- _CHECK YOUR UNDERSTANDING_
A) Copy the scientific Easter eggs post word for word from "I propose that" to "merit a paper.".
B) Write the next part of the post on scientific Easter eggs, picking up after its final sentence.
*** Opening DOCUMENT PASSAGE ***
Scientific Easter Eggs

Tonight, of course, is Halloween, one of the many holidays which in the U.S. has a serious sweet tooth. After taking Version 2.0 around for the tradition of gentle extortion on this day, I indulge in my own rituals -- listening to Saint-Saens & reading The Raven. It isn't exactly the right time, but the confectionery angle got me thinking about other sweet holidays, and then to Easter Eggs -- of the scientific kind.

There was a recent complaint in Nature about the growing shift of information from the printed versions of articles to the Supplementary Online Material (SOM). I can definitely sympathize -- as the writer complained, key details have been migrating to the SOM, meaning that sometimes you can't read the print version and really tackle it scientifically. In particular, Materials & Methods sections of many papers have been eviscerated, with the key entrails showing up in the SOM. Most of the point of my print subscriptions to Science & Nature is to be able to read them during my Internet-free commute. Worse, the SOM becomes an appendage in danger of being lost or misdirected -- such as in a recent manuscript I reviewed which showed up without the supplements.

For better or worse, editors & authors have shared interest in shifting things from print to the SOM. For editors, online is cheap. For authors, it is a way to cram more in to fixed paper size limits. Clearly some material (such as videos) can only go into SOMs, and lots of supporting data really does belong there.

In computer code, an Easter Egg is a hidden surprise -- if you know the right combination of keystrokes or commands or such, something interesting (and generally irrelevant to the program) will show up. I'm not sure I've actually ever seen one -- I'm generally too impatient to deal with such things, but I do recognize they exist. Granted, perhaps some of that programming effort would be better spent wringing a few more bugs out, but it is a way for coders to blow off steam.

I propose that a scientific Easter Egg is the inclusion in Supplementary Online Material of valuable scientific data which is peripheral to the main thrust of the paper, but is nevertheless a significant advance. Such events are probably rare, as it requires a certain mindset to bury a possible Minimal-Publishable-Unit in another paper's SOM, but on the other hand it beats something never being published -- and perhaps it is interesting to some but viewed as too minor to merit a paper.
*** Closing DOCUMENT PASSAGE ***
*** Opening DATASET EXCERPTS ***
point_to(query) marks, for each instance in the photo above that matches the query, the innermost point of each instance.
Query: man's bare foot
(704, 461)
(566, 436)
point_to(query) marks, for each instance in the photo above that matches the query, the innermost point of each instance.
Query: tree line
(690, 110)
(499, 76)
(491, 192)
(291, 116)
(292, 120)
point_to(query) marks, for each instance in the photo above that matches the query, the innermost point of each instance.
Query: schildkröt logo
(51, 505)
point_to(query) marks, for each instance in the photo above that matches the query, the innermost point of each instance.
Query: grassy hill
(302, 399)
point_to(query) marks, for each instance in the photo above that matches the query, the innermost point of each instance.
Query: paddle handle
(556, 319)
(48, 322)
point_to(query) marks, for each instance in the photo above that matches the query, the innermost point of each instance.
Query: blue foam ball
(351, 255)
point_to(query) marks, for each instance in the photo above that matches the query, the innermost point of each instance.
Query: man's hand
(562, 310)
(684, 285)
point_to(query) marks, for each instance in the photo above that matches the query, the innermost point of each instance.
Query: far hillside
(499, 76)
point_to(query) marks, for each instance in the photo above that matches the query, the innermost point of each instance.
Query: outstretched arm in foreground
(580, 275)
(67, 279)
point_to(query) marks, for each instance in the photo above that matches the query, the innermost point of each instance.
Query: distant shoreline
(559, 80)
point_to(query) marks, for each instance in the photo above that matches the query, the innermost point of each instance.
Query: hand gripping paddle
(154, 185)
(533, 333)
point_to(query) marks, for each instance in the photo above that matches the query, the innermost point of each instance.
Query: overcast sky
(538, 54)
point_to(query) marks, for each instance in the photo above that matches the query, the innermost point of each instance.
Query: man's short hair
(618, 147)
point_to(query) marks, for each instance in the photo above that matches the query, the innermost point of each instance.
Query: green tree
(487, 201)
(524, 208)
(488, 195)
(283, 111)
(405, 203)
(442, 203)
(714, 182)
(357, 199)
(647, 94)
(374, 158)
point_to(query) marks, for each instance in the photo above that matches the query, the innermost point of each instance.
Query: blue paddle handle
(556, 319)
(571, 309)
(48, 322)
*** Closing DATASET EXCERPTS ***
- _ANSWER SET_
A)
I propose that a scientific Easter Egg is the inclusion in Supplementary Online Material of valuable scientific data which is peripheral to the main thrust of the paper, but is nevertheless a significant advance. Such events are probably rare, as it requires a certain mindset to bury a possible Minimal-Publishable-Unit in another paper's SOM, but on the other hand it beats something never being published -- and perhaps it is interesting to some but viewed as too minor to merit a paper.

B)
I'll give you an example, from the Church lab. George has long been burying stuff in papers -- for example, one of the footnotes to the original multiplex sequencing paper declared that the technology was being used to shotgun sequence Salmonella typhi AND Escherichia coli! Alas, the project was ahead of the technology & never completed. But a much better Easter Egg is in the first large-scale polony sequencing paper (PDF ; SOM). Supplementary Figure 2 is really an in-depth study of the site preferences of the Type IIS restriction enzyme MmeI -- driven by about 20K of sequencing examples. This is really a bit of restriction enzymology hiding in a sequencing paper. Because the enzyme is used in the method, it is relevant -- but not quite critical. The enzyme preferences are important because it could create biases in sequence sampling, but it is hardly the main point of the paper -- which is why it is in the SOM.

I'm sure there are even better examples out there. What is the most interesting tangential information you have seen in an SOM?

I think that the increasing Least Publishable Unit size, especially in top journals, is a big part of what's going on. Materials and Methods, figure legends and the like in Nature or Science papers frequently contain work that would have been a publication in its own right a generation ago.